WORK TO COMPLETE
Don't include any picture when you restate the data word for word.
(TASK DATA)
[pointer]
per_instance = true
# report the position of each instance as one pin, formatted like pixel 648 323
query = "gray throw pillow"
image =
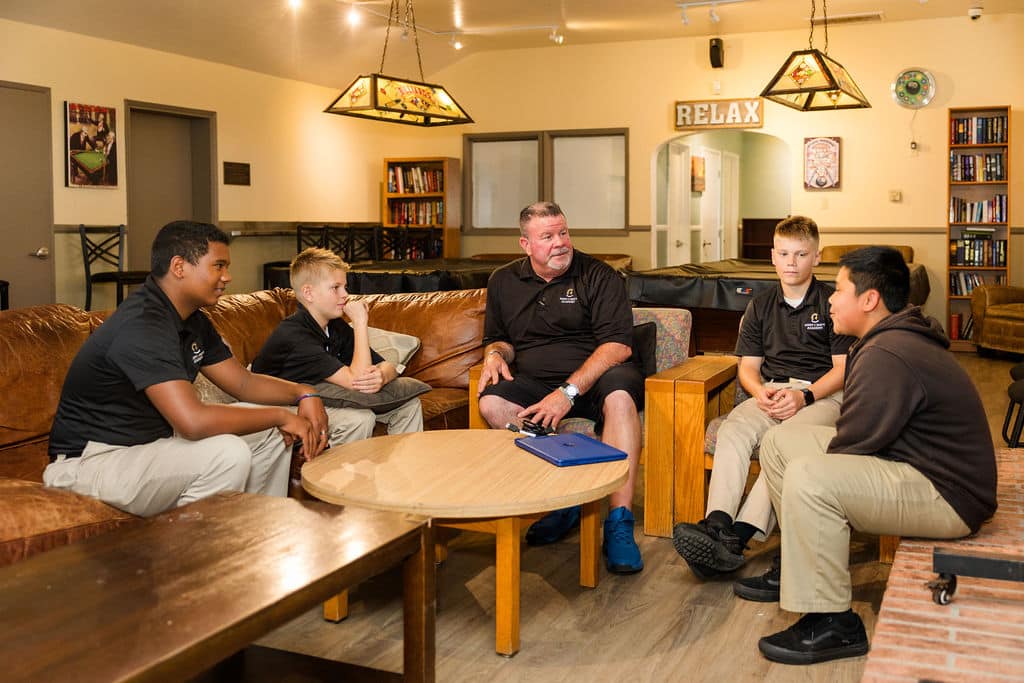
pixel 391 395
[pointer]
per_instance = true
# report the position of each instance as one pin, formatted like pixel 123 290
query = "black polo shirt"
pixel 143 343
pixel 794 342
pixel 300 351
pixel 554 327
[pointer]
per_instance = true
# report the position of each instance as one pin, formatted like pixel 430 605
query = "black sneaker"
pixel 761 589
pixel 553 526
pixel 708 546
pixel 817 637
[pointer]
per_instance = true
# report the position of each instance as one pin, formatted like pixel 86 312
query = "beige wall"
pixel 309 166
pixel 636 85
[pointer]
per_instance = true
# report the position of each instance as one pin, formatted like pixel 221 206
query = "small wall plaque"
pixel 236 173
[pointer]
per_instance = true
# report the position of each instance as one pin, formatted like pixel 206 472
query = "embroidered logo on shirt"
pixel 815 324
pixel 198 353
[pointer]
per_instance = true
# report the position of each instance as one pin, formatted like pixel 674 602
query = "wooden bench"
pixel 980 635
pixel 171 597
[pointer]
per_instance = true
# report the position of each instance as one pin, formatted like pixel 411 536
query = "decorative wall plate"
pixel 913 88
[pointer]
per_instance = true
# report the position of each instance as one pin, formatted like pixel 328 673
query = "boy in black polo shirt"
pixel 792 365
pixel 314 345
pixel 130 429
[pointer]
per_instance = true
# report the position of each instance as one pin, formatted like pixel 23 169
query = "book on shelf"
pixel 978 130
pixel 977 249
pixel 415 179
pixel 976 167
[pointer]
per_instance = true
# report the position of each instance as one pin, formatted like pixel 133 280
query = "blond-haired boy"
pixel 316 344
pixel 792 364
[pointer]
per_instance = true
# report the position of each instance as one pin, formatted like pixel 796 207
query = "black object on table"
pixel 419 275
pixel 949 564
pixel 729 285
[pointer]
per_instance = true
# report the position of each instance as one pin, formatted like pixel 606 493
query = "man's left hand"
pixel 549 411
pixel 312 409
pixel 370 381
pixel 786 403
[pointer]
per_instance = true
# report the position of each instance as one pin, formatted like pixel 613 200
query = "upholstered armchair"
pixel 663 419
pixel 998 317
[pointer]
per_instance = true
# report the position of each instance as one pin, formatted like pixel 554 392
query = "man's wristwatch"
pixel 570 391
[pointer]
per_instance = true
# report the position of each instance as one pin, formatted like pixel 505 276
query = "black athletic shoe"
pixel 708 546
pixel 817 637
pixel 761 589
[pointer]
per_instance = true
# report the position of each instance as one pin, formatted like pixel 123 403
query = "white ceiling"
pixel 315 43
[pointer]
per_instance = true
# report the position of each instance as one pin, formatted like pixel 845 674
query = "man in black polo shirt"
pixel 563 318
pixel 130 429
pixel 792 364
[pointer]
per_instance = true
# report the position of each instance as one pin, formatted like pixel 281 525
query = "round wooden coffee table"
pixel 475 479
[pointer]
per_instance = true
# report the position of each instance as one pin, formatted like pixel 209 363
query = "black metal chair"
pixel 353 243
pixel 309 236
pixel 1013 436
pixel 107 244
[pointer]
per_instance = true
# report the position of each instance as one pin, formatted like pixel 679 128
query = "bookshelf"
pixel 978 208
pixel 421 196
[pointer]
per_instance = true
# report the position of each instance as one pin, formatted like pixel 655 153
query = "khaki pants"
pixel 737 436
pixel 820 496
pixel 353 424
pixel 151 478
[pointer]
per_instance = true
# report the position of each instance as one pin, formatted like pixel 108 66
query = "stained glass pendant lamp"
pixel 810 80
pixel 398 99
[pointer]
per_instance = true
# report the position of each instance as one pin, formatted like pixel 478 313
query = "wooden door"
pixel 27 195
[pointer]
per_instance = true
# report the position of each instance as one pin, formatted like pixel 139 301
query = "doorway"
pixel 27 195
pixel 171 155
pixel 747 175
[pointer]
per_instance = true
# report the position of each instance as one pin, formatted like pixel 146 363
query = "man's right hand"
pixel 298 428
pixel 495 369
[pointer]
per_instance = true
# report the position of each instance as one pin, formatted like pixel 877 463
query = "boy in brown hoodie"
pixel 910 455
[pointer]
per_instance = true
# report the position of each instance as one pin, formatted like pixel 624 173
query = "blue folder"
pixel 572 449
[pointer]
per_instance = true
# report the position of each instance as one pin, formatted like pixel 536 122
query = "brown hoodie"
pixel 906 398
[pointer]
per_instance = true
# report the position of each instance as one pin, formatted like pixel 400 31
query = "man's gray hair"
pixel 538 210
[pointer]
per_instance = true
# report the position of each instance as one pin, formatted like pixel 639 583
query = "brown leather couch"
pixel 37 345
pixel 998 317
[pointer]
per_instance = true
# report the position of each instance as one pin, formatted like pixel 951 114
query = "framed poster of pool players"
pixel 91 157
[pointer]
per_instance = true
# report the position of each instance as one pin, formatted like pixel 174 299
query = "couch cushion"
pixel 450 326
pixel 1013 311
pixel 37 345
pixel 245 321
pixel 35 518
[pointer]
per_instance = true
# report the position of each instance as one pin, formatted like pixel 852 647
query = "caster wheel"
pixel 943 589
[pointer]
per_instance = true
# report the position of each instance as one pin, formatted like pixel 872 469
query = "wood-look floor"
pixel 660 625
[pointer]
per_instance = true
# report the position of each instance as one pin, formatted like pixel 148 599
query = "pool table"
pixel 90 161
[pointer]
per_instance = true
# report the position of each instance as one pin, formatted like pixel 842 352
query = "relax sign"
pixel 701 115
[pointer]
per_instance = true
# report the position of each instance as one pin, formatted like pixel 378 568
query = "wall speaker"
pixel 717 53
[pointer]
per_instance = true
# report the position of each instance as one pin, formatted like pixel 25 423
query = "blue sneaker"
pixel 553 526
pixel 620 548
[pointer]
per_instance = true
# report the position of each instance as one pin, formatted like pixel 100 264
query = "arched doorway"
pixel 747 175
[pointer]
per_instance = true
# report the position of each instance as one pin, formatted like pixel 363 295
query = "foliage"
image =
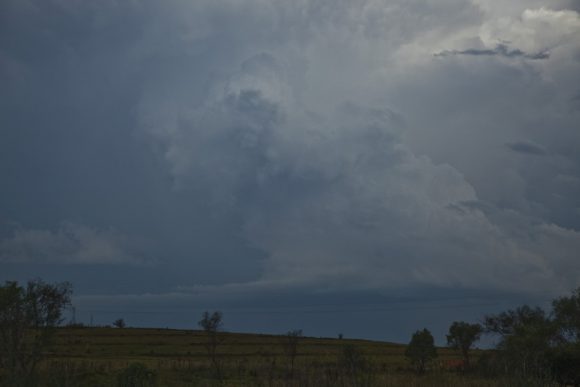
(End TASK DATA)
WRITTEN REPLY
[pointer]
per_instance = true
# report the position of each instance as one pin, formatted like pixel 648 323
query = "gray throw pillow"
image =
pixel 391 395
[pointer]
per_instance = true
# report the position of each instance as one pin, formatted like pixel 123 290
query = "black polo shirt"
pixel 143 343
pixel 794 342
pixel 300 351
pixel 554 327
[pointer]
per_instance = true
# report the position of each instance as one pin, formatted like pixel 430 605
query = "black sneaker"
pixel 761 589
pixel 553 526
pixel 708 546
pixel 817 637
[pointer]
per_instance = true
# report the position of each instance as one pin, formatted like pixel 86 312
query = "beige wall"
pixel 309 166
pixel 636 85
[pointer]
per_instance = true
# report the position of each instance as one pin, formatted like pixel 221 206
query = "small wall plaque"
pixel 236 173
[pointer]
per_instance = true
# report the position of each instance as one pin, formatted like pixel 206 472
query = "embroidered logo on shirt"
pixel 815 324
pixel 198 353
[pointer]
per_instance = true
# report the position of each instance as one pin, formatted like pixel 674 602
query = "wooden bench"
pixel 980 635
pixel 171 597
[pointer]
per_instance = true
# report the position of each instance as one pin, formatted like pixel 411 536
query = "decorative wall plate"
pixel 913 88
[pointer]
per_instance = true
# report the position of each instance as one pin, formatted like pixel 328 673
query = "boy in black polo shirt"
pixel 792 365
pixel 314 345
pixel 130 429
[pointer]
per_instance = true
# report the position of each instance as one pin, formatted like pixel 23 169
query = "book on shelf"
pixel 978 130
pixel 977 249
pixel 415 179
pixel 976 167
[pointer]
per_instance = true
# report the position of each instance as one pin, formatted like pixel 133 280
query = "blond-haired boy"
pixel 316 344
pixel 792 364
[pointer]
per_instance = true
# report the position of each instance as one pin, formatted like pixel 796 207
query = "black object on table"
pixel 419 275
pixel 949 564
pixel 729 285
[pointer]
per_instance = true
# report the position of each instance as one pin, formatted like pixel 606 493
query = "man's left hand"
pixel 549 411
pixel 312 409
pixel 370 381
pixel 786 403
[pointer]
per_instance = true
# report the position of each instance as one pin, formatted like pixel 613 200
query = "upholstered armchair"
pixel 663 419
pixel 998 317
[pointer]
per_instance = true
# report the position of each instance as one pin, formatted like pixel 554 392
query = "man's wristwatch"
pixel 570 391
[pointer]
per_instance = true
# report the position of each instance as one pin, formatted like pixel 505 276
query = "black athletic shoe"
pixel 708 546
pixel 817 637
pixel 761 589
[pointer]
per_instance = true
# report the position of each instance as one pin, formatted like pixel 123 403
query = "white ceiling"
pixel 315 43
[pointer]
per_instance = true
# report the position of each instance as one pin, formatted like pixel 845 674
query = "man in black polo shirt"
pixel 563 318
pixel 130 429
pixel 792 364
[pointer]
per_instance = true
# report the position of each instance as one pin, formatted like pixel 281 525
query = "round wooden coffee table"
pixel 475 479
[pointer]
per_instance = true
# report the position of each instance as one pin, formatted like pixel 209 363
query = "black metal chair"
pixel 353 243
pixel 309 236
pixel 1013 436
pixel 107 244
[pointer]
per_instance = true
# report the position of each instance as one pin, formatted like pixel 679 128
query = "bookshelf"
pixel 978 208
pixel 421 196
[pointer]
per_instance = true
# report the position of each instance as one pin, formatted like pixel 655 153
query = "khaki pants"
pixel 737 436
pixel 820 496
pixel 353 424
pixel 151 478
[pointer]
per_instance = true
# report the position of each instance as one pin, formatted like pixel 108 66
query = "stained glass pendant lamp"
pixel 810 80
pixel 398 99
[pointer]
per_instance = true
# report the position of each instance as one pin, formatted like pixel 478 313
query = "wooden door"
pixel 27 195
[pointer]
per_instance = true
# report the position of each instance as one pin, formatted like pixel 139 301
query = "doorway"
pixel 27 195
pixel 171 155
pixel 747 175
[pointer]
per_instance = true
# report the position of each instance as one pin, formatted like pixel 146 363
query = "man's right hand"
pixel 298 428
pixel 495 369
[pointer]
per_instance = true
# report the position of each instance as one pin, formatted like pixel 877 463
query = "boy in brown hoodie"
pixel 910 455
[pointer]
per_instance = true
# report the position of each instance as one pin, formatted like pixel 624 173
query = "blue folder"
pixel 572 449
[pointer]
per_instance = true
# report the position of each instance as one pin, formatted like pixel 536 122
query = "brown hoodie"
pixel 906 398
[pointer]
per_instance = true
# report the position of each instance as one pin, formatted like pixel 400 31
query = "man's gray hair"
pixel 538 210
[pointer]
per_instance = true
# report the position of each instance as one pin, formatted like pixel 639 583
query = "brown leather couch"
pixel 37 345
pixel 998 317
[pointer]
per_instance = true
# report the position of each instance as one pin, formatted like pixel 951 114
query = "framed poster of pool players"
pixel 91 157
[pointer]
per_instance = true
# report the position of each instance as one pin, formatted like pixel 174 299
query = "couch cushion"
pixel 450 326
pixel 1013 311
pixel 37 345
pixel 245 321
pixel 35 518
[pointer]
per_instance = true
# report the position of each instance as one pin, formatted like pixel 852 647
query = "caster wheel"
pixel 943 589
[pointer]
per_instance = true
# report the position of each instance as one pin, formatted like pixel 872 469
query = "wood-look floor"
pixel 660 625
[pointer]
per_instance = true
# report the position of each instance as one pin, formatted like pixel 148 599
query = "pool table"
pixel 90 161
[pointer]
per_instance = true
# report the position of each instance as one pin, formatted like pixel 842 352
query = "relax sign"
pixel 701 115
[pointer]
per_instance = true
# report the position of each instance as one pin, formatted like pixel 378 568
query = "wall speaker"
pixel 717 53
[pointer]
per_instance = true
# report the position of each instance as one pin, formatted like pixel 25 423
query = "blue sneaker"
pixel 553 526
pixel 620 548
[pointer]
per_instance = true
# report the position of each instance as one pin, formatted like pixel 100 264
query = "arched doorway"
pixel 747 175
[pointer]
per_instance = true
# report the position of each instance as one pin, formatted like pixel 363 295
query = "foliage"
image =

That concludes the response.